EXERCISE GOAL:
An exact reprint of the data below is required, line for line.

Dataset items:
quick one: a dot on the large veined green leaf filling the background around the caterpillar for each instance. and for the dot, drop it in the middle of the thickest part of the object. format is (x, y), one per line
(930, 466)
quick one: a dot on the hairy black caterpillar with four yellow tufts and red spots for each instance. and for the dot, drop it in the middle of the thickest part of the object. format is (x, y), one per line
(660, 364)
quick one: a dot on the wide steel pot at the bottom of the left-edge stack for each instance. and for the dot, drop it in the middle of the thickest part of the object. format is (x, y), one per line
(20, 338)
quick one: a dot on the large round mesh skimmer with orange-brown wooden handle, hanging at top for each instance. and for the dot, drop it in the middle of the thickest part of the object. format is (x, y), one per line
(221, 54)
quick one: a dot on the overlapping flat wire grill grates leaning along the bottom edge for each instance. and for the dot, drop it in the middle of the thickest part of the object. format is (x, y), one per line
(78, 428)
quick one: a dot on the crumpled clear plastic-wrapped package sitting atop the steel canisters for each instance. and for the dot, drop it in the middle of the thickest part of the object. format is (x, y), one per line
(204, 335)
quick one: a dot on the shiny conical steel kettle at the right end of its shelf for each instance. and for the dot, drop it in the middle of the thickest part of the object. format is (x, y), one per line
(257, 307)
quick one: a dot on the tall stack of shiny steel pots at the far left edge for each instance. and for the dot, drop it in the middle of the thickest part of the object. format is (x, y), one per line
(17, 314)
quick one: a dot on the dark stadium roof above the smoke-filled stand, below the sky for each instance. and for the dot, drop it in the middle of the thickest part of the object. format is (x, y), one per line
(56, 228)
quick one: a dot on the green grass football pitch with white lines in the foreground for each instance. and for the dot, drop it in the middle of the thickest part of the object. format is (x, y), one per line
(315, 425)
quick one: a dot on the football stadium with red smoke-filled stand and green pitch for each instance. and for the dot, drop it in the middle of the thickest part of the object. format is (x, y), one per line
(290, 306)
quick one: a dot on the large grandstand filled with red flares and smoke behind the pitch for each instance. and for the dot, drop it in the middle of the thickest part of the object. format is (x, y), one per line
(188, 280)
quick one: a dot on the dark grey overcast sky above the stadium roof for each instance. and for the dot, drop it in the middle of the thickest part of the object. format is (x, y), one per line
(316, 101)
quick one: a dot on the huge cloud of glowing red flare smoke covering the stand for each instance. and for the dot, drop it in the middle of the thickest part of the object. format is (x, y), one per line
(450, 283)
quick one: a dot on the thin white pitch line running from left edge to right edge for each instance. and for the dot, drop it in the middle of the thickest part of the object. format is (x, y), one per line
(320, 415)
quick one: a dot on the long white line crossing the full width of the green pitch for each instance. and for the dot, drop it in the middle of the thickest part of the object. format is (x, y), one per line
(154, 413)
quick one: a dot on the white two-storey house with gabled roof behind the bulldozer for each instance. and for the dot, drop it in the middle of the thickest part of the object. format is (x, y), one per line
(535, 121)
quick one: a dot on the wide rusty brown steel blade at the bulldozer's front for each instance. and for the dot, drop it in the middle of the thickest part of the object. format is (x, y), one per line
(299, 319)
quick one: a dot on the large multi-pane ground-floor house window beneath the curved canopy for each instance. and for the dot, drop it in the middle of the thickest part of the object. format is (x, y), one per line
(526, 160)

RESULT FOR THIS EXERCISE:
quick one: a dot on the large veined green leaf filling the background around the caterpillar for each instance. and for the dot, drop it in the middle of the thickest part of the object. format is (x, y), one per line
(930, 466)
quick one: a dot on the hairy black caterpillar with four yellow tufts and red spots for each instance. and for the dot, drop it in the middle of the thickest part of the object. format is (x, y), one per line
(660, 364)
quick one: a dot on the wide steel pot at the bottom of the left-edge stack for each instance. and for the dot, drop it in the middle of the thickest part of the object. format is (x, y), one per line
(20, 338)
quick one: a dot on the large round mesh skimmer with orange-brown wooden handle, hanging at top for each instance. and for the dot, drop it in the middle of the thickest part of the object. format is (x, y), one per line
(221, 54)
quick one: a dot on the overlapping flat wire grill grates leaning along the bottom edge for each instance. and for the dot, drop it in the middle of the thickest part of the object. format is (x, y), one per line
(78, 428)
quick one: a dot on the crumpled clear plastic-wrapped package sitting atop the steel canisters for each instance. and for the dot, drop it in the middle of the thickest part of the object. format is (x, y), one per line
(204, 335)
quick one: a dot on the shiny conical steel kettle at the right end of its shelf for each instance. and for the dot, drop it in the middle of the thickest part of the object. format is (x, y), one per line
(257, 307)
quick one: a dot on the tall stack of shiny steel pots at the far left edge for each instance. and for the dot, drop it in the middle of the thickest part of the object. format is (x, y), one per line
(17, 314)
quick one: a dot on the dark stadium roof above the smoke-filled stand, below the sky for each instance. and for the dot, drop it in the middle of the thickest part of the object. format is (x, y), one per line
(56, 228)
quick one: a dot on the green grass football pitch with white lines in the foreground for each instance. and for the dot, drop it in the middle of the thickest part of the object. format is (x, y), one per line
(315, 425)
quick one: a dot on the football stadium with red smoke-filled stand and green pitch for each instance. and for the dot, drop it in the middle of the thickest part of the object. format is (x, y), one per line
(290, 306)
quick one: a dot on the large grandstand filled with red flares and smoke behind the pitch for each instance. and for the dot, drop it in the middle of the thickest part of the object. format is (x, y), one per line
(188, 280)
quick one: a dot on the dark grey overcast sky above the stadium roof for each instance. and for the dot, drop it in the middle of the thickest part of the object. format is (x, y), one per line
(316, 101)
quick one: a dot on the huge cloud of glowing red flare smoke covering the stand for each instance. and for the dot, drop it in the middle of the thickest part of the object. format is (x, y), one per line
(450, 283)
quick one: a dot on the thin white pitch line running from left edge to right edge for each instance. and for the dot, drop it in the middle of the thickest part of the object. format is (x, y), one per line
(320, 415)
quick one: a dot on the long white line crossing the full width of the green pitch for each instance. and for the dot, drop it in the middle of the thickest part of the object. format is (x, y), one per line
(154, 413)
quick one: a dot on the white two-storey house with gabled roof behind the bulldozer for each instance. and for the dot, drop it in the middle of the thickest part of the object. format is (x, y), one per line
(535, 121)
quick one: a dot on the wide rusty brown steel blade at the bulldozer's front for each instance. and for the dot, drop it in the middle of the thickest part of the object. format is (x, y), one per line
(299, 319)
quick one: a dot on the large multi-pane ground-floor house window beneath the curved canopy for each instance. and for the dot, drop it in the middle of the thickest part of the object. format is (x, y), one per line
(526, 160)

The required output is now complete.